● **TASK PROMPT**
Line by line, restate the material word for word, omitting any image.
** Opening PROVIDED RECORDS block **
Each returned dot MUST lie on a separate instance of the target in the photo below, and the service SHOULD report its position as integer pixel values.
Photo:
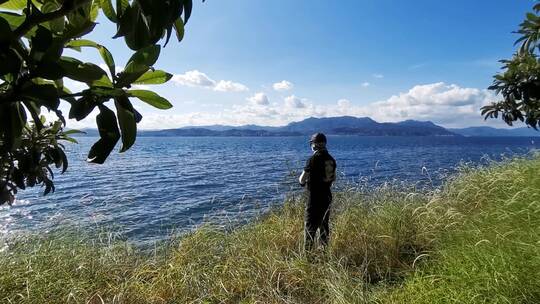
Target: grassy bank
(476, 240)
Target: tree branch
(33, 20)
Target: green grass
(476, 240)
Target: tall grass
(476, 240)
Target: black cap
(318, 138)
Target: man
(319, 174)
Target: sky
(274, 62)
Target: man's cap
(318, 138)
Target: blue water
(166, 185)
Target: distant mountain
(347, 125)
(492, 132)
(344, 125)
(223, 132)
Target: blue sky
(391, 60)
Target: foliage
(30, 164)
(519, 83)
(475, 240)
(33, 37)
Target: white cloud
(259, 99)
(229, 86)
(283, 85)
(196, 78)
(294, 102)
(344, 103)
(445, 104)
(449, 105)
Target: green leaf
(44, 94)
(14, 5)
(83, 72)
(109, 135)
(179, 29)
(121, 6)
(146, 56)
(103, 51)
(57, 25)
(153, 77)
(151, 98)
(81, 108)
(78, 30)
(126, 120)
(108, 10)
(131, 73)
(188, 6)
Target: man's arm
(303, 178)
(305, 173)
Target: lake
(166, 185)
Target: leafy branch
(33, 37)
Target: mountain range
(344, 125)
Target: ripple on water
(175, 184)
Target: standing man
(319, 174)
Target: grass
(475, 240)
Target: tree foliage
(33, 37)
(519, 82)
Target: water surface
(177, 183)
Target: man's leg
(311, 222)
(325, 222)
(310, 229)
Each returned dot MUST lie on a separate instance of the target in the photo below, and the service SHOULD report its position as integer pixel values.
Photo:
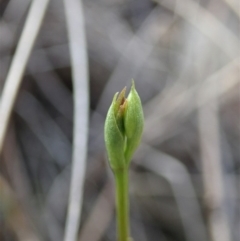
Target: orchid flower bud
(133, 123)
(123, 128)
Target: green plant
(122, 134)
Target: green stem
(121, 178)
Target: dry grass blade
(75, 26)
(20, 59)
(183, 101)
(213, 175)
(179, 179)
(208, 24)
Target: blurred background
(184, 178)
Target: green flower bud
(133, 123)
(123, 128)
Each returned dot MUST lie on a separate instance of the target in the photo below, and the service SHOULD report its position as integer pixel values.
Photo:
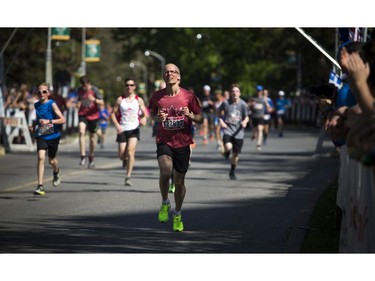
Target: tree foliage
(216, 56)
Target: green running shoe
(178, 225)
(163, 213)
(39, 190)
(172, 188)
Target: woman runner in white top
(126, 115)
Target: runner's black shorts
(237, 143)
(50, 145)
(124, 136)
(92, 125)
(180, 156)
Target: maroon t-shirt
(176, 130)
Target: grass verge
(323, 235)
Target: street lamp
(49, 59)
(145, 75)
(159, 57)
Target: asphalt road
(265, 211)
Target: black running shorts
(180, 156)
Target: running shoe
(128, 182)
(163, 213)
(56, 178)
(172, 188)
(232, 176)
(83, 161)
(178, 225)
(39, 190)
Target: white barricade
(15, 127)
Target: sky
(183, 13)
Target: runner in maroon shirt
(175, 109)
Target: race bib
(46, 129)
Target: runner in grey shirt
(233, 117)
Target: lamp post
(145, 76)
(49, 58)
(159, 57)
(83, 52)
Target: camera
(324, 91)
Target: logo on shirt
(175, 119)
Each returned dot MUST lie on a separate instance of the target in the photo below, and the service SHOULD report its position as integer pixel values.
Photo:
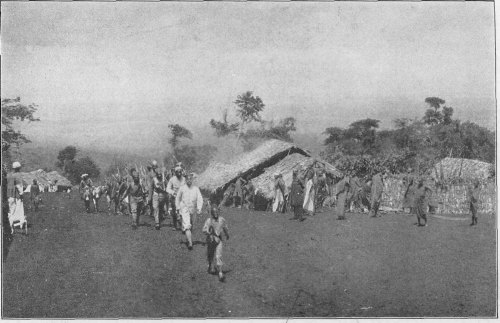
** Closing PROVIDED RECORDS block **
● **FINAL ANSWER**
Each returned dot MUST lie on a separate instance of the target in the photo below, and the service SHOULD report its position as integer pixel values.
Photo:
Target: grassy bank
(476, 240)
Target: tree branch
(33, 20)
Target: green grass
(476, 240)
Target: tall grass
(476, 240)
Target: black cap
(318, 138)
Target: man
(319, 174)
Target: sky
(274, 62)
Target: man's cap
(318, 138)
Target: blue water
(166, 185)
Target: distant mountain
(347, 125)
(492, 132)
(344, 125)
(223, 132)
Target: blue sky
(391, 60)
Target: foliage
(30, 164)
(519, 83)
(475, 240)
(33, 37)
Target: white cloud
(259, 99)
(229, 86)
(283, 85)
(196, 78)
(294, 102)
(344, 103)
(445, 104)
(449, 105)
Target: green leaf
(44, 94)
(14, 5)
(83, 72)
(109, 135)
(179, 29)
(121, 6)
(146, 56)
(103, 51)
(57, 25)
(153, 77)
(151, 98)
(81, 108)
(78, 30)
(126, 120)
(108, 10)
(131, 73)
(188, 6)
Target: man's arm
(303, 178)
(305, 173)
Target: lake
(166, 185)
Target: leafy branch
(33, 37)
Target: mountain range
(344, 125)
Target: ripple on water
(175, 184)
Target: standing man
(319, 174)
Target: grass
(475, 240)
Target: tree foliage
(33, 37)
(519, 82)
Target: water surface
(177, 183)
Target: man's leg
(311, 222)
(325, 222)
(310, 229)
Each returned dot MUST lie on a separate instance of the target in the photo below, and the service SHOULD report its position as integer pixel values.
Photo:
Target: orchid flower bud
(133, 123)
(123, 128)
Target: green plant
(122, 134)
Target: green stem
(121, 178)
Target: dry grass blade
(75, 26)
(20, 59)
(183, 101)
(213, 175)
(179, 179)
(208, 24)
Target: blurred background
(184, 178)
Target: green flower bud
(133, 123)
(123, 128)
Each returned dot MUST lie on a separate instance of the target in the photo below, and the service SHOULD report its position as integer pixel values.
Photo:
Target: tree foliage
(216, 56)
Target: green running shoe
(178, 225)
(163, 213)
(39, 190)
(172, 188)
Target: woman runner in white top
(126, 115)
Target: runner's black shorts
(237, 143)
(50, 145)
(124, 136)
(92, 125)
(180, 156)
Target: maroon t-shirt
(176, 130)
Target: grass verge
(323, 235)
Target: street lamp
(49, 59)
(145, 75)
(159, 57)
Target: asphalt road
(265, 211)
Target: black running shorts
(180, 156)
Target: running shoe
(128, 182)
(163, 213)
(56, 178)
(172, 188)
(232, 176)
(83, 161)
(178, 225)
(39, 190)
Target: white barricade
(15, 127)
Target: sky
(183, 13)
Target: runner in maroon shirt
(175, 109)
Target: race bib
(46, 129)
Target: runner in grey shirt
(233, 117)
Target: lamp post
(145, 76)
(49, 58)
(159, 57)
(83, 52)
Target: camera
(324, 91)
Target: logo on shirt
(175, 119)
Each returned dot MUST lie on a separate instance of the target in the photo below, and the service SHOULD report its position as integer pixel values.
Photo:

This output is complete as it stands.